» **Task details**
Pick out each line of the rows below that contains the string "Place", matching uppercase and lowercase letters exactly. Copy those lines and leave out all the others.

[start Exercise data]

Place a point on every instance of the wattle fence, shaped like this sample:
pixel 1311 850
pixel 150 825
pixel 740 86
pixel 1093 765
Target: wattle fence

[end Exercise data]
[start Exercise data]

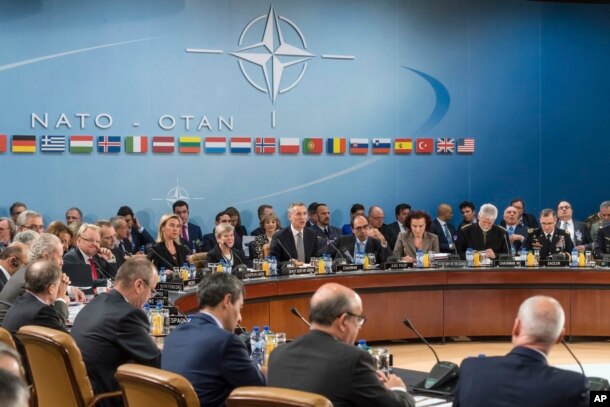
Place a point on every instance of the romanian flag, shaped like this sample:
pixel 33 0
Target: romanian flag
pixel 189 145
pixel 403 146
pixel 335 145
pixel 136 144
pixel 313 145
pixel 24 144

[end Exercise data]

» **Written response**
Place a point on every instance of the wattle fence, shaped like this sample:
Place a point on every instance of the romanian flag, shaped like this sample:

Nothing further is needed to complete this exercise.